** Given instruction **
Repeat the material exactly as it appears.

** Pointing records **
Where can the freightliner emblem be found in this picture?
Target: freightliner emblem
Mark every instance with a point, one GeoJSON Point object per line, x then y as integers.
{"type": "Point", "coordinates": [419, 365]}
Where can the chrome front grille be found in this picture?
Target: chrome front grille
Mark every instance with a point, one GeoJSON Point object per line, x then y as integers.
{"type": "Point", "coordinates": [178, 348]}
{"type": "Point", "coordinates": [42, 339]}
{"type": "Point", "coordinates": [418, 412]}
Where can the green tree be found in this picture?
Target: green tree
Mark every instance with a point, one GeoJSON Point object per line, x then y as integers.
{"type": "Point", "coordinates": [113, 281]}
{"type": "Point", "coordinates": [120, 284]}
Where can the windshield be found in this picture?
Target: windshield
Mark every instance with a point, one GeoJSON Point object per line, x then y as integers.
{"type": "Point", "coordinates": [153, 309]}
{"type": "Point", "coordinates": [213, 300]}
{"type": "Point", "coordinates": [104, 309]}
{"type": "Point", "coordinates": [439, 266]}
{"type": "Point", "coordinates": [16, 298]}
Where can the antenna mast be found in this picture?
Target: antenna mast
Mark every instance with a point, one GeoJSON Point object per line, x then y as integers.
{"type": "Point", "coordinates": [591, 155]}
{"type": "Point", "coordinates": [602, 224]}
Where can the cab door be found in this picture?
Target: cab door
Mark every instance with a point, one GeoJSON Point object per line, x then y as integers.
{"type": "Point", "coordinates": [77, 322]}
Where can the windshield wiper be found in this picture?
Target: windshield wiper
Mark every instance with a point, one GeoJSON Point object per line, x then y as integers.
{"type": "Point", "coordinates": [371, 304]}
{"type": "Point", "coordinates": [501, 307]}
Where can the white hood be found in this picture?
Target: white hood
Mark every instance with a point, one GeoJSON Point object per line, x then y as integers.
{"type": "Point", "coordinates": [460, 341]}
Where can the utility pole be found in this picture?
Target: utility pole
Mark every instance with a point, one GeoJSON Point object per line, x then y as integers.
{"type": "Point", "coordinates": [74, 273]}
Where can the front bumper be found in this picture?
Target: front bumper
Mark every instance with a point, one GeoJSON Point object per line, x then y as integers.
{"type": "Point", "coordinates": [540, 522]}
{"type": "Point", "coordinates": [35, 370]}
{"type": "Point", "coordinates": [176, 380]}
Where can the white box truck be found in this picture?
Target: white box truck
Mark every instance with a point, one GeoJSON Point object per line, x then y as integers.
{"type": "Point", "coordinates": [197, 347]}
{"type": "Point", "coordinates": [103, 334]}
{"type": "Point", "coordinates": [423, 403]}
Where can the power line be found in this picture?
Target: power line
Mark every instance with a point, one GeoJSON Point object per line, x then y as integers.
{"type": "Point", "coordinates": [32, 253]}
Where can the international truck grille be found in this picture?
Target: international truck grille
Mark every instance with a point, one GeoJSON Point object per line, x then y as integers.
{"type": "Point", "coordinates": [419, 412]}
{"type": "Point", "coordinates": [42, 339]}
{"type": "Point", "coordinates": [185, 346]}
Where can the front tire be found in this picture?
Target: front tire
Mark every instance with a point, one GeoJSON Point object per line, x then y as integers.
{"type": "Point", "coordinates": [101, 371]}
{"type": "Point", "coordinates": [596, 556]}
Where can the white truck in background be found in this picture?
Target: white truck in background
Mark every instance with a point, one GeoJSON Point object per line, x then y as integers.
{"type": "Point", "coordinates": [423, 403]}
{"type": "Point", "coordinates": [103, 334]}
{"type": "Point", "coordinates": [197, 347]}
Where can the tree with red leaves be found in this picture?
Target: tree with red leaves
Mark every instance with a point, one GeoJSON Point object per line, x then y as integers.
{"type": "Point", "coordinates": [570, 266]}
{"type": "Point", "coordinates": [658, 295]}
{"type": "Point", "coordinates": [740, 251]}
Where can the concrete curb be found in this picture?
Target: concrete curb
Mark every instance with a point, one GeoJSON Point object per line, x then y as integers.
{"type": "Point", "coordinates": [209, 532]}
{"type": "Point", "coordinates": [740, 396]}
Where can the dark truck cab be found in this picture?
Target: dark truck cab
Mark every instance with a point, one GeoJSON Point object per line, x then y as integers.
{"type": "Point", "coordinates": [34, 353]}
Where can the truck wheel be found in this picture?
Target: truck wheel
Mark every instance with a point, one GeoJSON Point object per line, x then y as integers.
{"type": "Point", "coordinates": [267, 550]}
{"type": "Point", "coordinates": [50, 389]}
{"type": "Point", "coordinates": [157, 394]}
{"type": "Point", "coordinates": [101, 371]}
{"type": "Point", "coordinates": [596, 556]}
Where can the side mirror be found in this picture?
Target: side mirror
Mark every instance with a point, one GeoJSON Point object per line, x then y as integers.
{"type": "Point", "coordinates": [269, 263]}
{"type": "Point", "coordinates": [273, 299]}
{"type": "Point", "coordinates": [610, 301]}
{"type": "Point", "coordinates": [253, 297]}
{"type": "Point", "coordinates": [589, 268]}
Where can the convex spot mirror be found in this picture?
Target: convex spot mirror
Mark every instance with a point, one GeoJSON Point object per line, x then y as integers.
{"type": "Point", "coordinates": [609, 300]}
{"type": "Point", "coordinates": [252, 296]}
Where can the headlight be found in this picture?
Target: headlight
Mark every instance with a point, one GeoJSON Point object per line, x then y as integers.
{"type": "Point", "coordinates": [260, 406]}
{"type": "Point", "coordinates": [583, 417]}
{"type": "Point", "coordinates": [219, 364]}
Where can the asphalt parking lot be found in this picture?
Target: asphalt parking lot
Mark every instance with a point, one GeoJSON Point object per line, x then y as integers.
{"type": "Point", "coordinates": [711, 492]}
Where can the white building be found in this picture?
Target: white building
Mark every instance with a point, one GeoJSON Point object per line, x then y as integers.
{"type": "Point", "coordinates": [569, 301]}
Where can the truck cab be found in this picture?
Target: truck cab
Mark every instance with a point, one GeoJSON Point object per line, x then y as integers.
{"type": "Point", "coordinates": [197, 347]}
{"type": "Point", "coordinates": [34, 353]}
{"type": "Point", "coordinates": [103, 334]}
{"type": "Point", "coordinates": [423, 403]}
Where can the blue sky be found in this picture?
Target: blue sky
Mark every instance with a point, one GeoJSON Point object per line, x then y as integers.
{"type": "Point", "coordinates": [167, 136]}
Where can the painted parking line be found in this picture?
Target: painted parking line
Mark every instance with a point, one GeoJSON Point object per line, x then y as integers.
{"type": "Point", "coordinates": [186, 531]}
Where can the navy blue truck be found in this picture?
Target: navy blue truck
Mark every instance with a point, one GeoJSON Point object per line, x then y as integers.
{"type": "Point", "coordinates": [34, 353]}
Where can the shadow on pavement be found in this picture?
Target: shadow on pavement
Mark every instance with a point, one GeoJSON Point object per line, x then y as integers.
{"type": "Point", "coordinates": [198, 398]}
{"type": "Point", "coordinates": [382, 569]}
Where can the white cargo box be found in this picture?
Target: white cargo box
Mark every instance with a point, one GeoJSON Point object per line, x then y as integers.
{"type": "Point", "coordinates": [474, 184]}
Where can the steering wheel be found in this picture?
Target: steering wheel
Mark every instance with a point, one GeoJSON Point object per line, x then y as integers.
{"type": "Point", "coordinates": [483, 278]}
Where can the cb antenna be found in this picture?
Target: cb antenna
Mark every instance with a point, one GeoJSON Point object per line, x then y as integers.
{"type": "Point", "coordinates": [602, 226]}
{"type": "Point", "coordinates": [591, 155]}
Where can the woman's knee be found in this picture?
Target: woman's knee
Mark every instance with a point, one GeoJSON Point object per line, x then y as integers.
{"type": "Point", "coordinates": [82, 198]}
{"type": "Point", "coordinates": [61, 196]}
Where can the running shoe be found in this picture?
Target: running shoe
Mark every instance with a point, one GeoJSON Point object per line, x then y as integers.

** Complete output **
Where can the freightliner emblem be found in this picture?
Target: freightliner emblem
Mark every instance with a point, one GeoJSON Point object per line, x then y as integers.
{"type": "Point", "coordinates": [419, 365]}
Where can the chrome front grille be found in this picture?
Target: chrome front grille
Mark every instance with a point, one GeoJSON Point object per line, x then y as integers.
{"type": "Point", "coordinates": [178, 348]}
{"type": "Point", "coordinates": [42, 339]}
{"type": "Point", "coordinates": [418, 412]}
Where can the green tree be found in this picture?
Target: green tree
Mark every instance with a point, one GeoJSON Point object per line, x then y as integers.
{"type": "Point", "coordinates": [113, 281]}
{"type": "Point", "coordinates": [120, 284]}
Where can the windshield be found in this picture?
Target: windshield
Mark every instance with a point, one GeoJSON Point object per line, x then y as integers.
{"type": "Point", "coordinates": [153, 309]}
{"type": "Point", "coordinates": [213, 300]}
{"type": "Point", "coordinates": [104, 309]}
{"type": "Point", "coordinates": [439, 266]}
{"type": "Point", "coordinates": [16, 298]}
Where can the antenna mast be found in this picture?
Target: antenna mast
Mark every instance with a point, one GeoJSON Point object per line, x then y as integers.
{"type": "Point", "coordinates": [591, 155]}
{"type": "Point", "coordinates": [602, 224]}
Where can the cab door be found in this picture?
Target: cab door
Mark every instance with a point, one GeoJSON Point object per line, x then y as integers.
{"type": "Point", "coordinates": [77, 322]}
Where can the windshield wiper be found in this picture?
Target: windshield wiper
Mark every instance with a point, one GeoJSON Point object per line, x then y as integers.
{"type": "Point", "coordinates": [371, 304]}
{"type": "Point", "coordinates": [501, 307]}
Where can the white hood be found in this picture?
Target: white hood
Mark every instance with a point, one GeoJSON Point object per line, x then y as integers.
{"type": "Point", "coordinates": [460, 341]}
Where can the utility pole be found in this picture?
Target: utility pole
Mark every instance with a point, one GeoJSON Point object per line, x then y as integers.
{"type": "Point", "coordinates": [74, 273]}
Where can the front bumper be found in this picture?
Target: front bumper
Mark every instance with a point, one GeoJSON Point object per line, x then y as integers.
{"type": "Point", "coordinates": [540, 522]}
{"type": "Point", "coordinates": [35, 370]}
{"type": "Point", "coordinates": [176, 380]}
Where can the white box truck be found in this picture?
Target: white box truck
Mark every instance with a point, one GeoJSON Point object per line, x then y as integers.
{"type": "Point", "coordinates": [197, 347]}
{"type": "Point", "coordinates": [103, 334]}
{"type": "Point", "coordinates": [423, 403]}
Where can the power line be found in this picture?
Target: power line
Mark every instance with a point, one GeoJSON Point object per line, x then y as integers.
{"type": "Point", "coordinates": [32, 253]}
Where can the international truck grille be found in this picture?
Target: international truck grille
Mark every instance with a point, one GeoJSON Point object per line, x then y as integers.
{"type": "Point", "coordinates": [419, 412]}
{"type": "Point", "coordinates": [42, 339]}
{"type": "Point", "coordinates": [185, 346]}
Where can the front tire be found in this picture?
Target: front tire
Mark every instance with a point, one GeoJSON Point object per line, x then y as integers.
{"type": "Point", "coordinates": [101, 371]}
{"type": "Point", "coordinates": [596, 556]}
Where can the white truck in background be found in this picture?
Target: white truck in background
Mark every instance with a point, one GeoJSON Point object per line, x then y as integers.
{"type": "Point", "coordinates": [423, 403]}
{"type": "Point", "coordinates": [103, 334]}
{"type": "Point", "coordinates": [197, 347]}
Where can the tree with red leaves be found in this picture?
Target: tree with red leaves
Mark every instance with a point, one GeoJSON Point object per line, x then y as integers.
{"type": "Point", "coordinates": [570, 266]}
{"type": "Point", "coordinates": [658, 295]}
{"type": "Point", "coordinates": [740, 251]}
Where can the concrete curb be found in this picture?
Target: concrete curb
Mark every instance with a point, one GeoJSON Point object per line, x then y as integers.
{"type": "Point", "coordinates": [209, 532]}
{"type": "Point", "coordinates": [740, 396]}
Where can the dark truck cab be found in this picture?
Target: dark truck cab
Mark every instance with a point, one GeoJSON Point object per line, x then y as integers.
{"type": "Point", "coordinates": [34, 353]}
Where can the truck wheel be found in this picture?
Target: truck wheel
Mark every instance with a point, one GeoJSON Point object per line, x then y as integers.
{"type": "Point", "coordinates": [267, 550]}
{"type": "Point", "coordinates": [50, 389]}
{"type": "Point", "coordinates": [157, 394]}
{"type": "Point", "coordinates": [101, 371]}
{"type": "Point", "coordinates": [596, 556]}
Where can the side mirror be found in this picture?
Target: side mirror
Mark every instance with a point, one GeoJSON Point object per line, x then y as integers.
{"type": "Point", "coordinates": [269, 263]}
{"type": "Point", "coordinates": [273, 299]}
{"type": "Point", "coordinates": [610, 301]}
{"type": "Point", "coordinates": [253, 297]}
{"type": "Point", "coordinates": [589, 268]}
Where can the convex spot mirror be found in this picture?
Target: convex spot mirror
Mark every instance with a point, one GeoJSON Point object per line, x then y as integers.
{"type": "Point", "coordinates": [609, 300]}
{"type": "Point", "coordinates": [252, 296]}
Where can the headlight be found in this picture?
Target: headlight
Mark every instance with a point, one GeoJSON Point object per line, x then y as integers.
{"type": "Point", "coordinates": [260, 406]}
{"type": "Point", "coordinates": [583, 417]}
{"type": "Point", "coordinates": [219, 364]}
Where can the asphalt parking lot be found in this picture?
Target: asphalt parking lot
Mark every instance with a point, one GeoJSON Point object per line, x then y as integers.
{"type": "Point", "coordinates": [711, 492]}
Where can the white building be found in this picture?
Target: white building
Mark every instance with a point, one GeoJSON Point object per line, x then y as integers.
{"type": "Point", "coordinates": [569, 301]}
Where can the truck cab be found in this picture?
Target: truck cab
Mark every instance with a point, one GeoJSON Point object per line, x then y as integers.
{"type": "Point", "coordinates": [197, 347]}
{"type": "Point", "coordinates": [34, 353]}
{"type": "Point", "coordinates": [103, 334]}
{"type": "Point", "coordinates": [423, 403]}
Where can the blue sky be found in this picture?
Target: blue sky
Mark every instance with a point, one GeoJSON Point object per line, x then y as integers.
{"type": "Point", "coordinates": [167, 136]}
Where can the painted parking line be found in this picture?
Target: painted parking line
Mark every instance with a point, one GeoJSON Point object per line, x then y as integers.
{"type": "Point", "coordinates": [186, 531]}
Where can the navy blue truck be found in this picture?
Target: navy blue truck
Mark every instance with a point, one GeoJSON Point object per line, x then y as integers.
{"type": "Point", "coordinates": [34, 353]}
Where can the shadow on pavement be found in this picture?
Target: shadow on pavement
Mark every instance with a point, one GeoJSON Point object per line, x then y as integers.
{"type": "Point", "coordinates": [198, 398]}
{"type": "Point", "coordinates": [382, 569]}
Where can the white cargo box be found in this picture?
Target: white cargo box
Mark every instance with a point, one GeoJSON Point object per line, x then y as integers.
{"type": "Point", "coordinates": [474, 184]}
Where can the steering wheel be found in this picture?
Target: steering wheel
Mark every instance with a point, one GeoJSON Point object per line, x then y as integers.
{"type": "Point", "coordinates": [483, 278]}
Where can the cb antenna be found in this picture?
Target: cb antenna
Mark every instance with a point, one GeoJSON Point object per line, x then y as integers.
{"type": "Point", "coordinates": [602, 226]}
{"type": "Point", "coordinates": [591, 155]}
Where can the woman's knee be found in this picture?
Target: woman's knee
Mark every instance with a point, one GeoJSON Point object per line, x then y as integers.
{"type": "Point", "coordinates": [82, 198]}
{"type": "Point", "coordinates": [61, 196]}
Where can the running shoe be found in this picture?
Target: running shoe
Mark every instance with a point, one GeoJSON Point object per line, x then y as integers.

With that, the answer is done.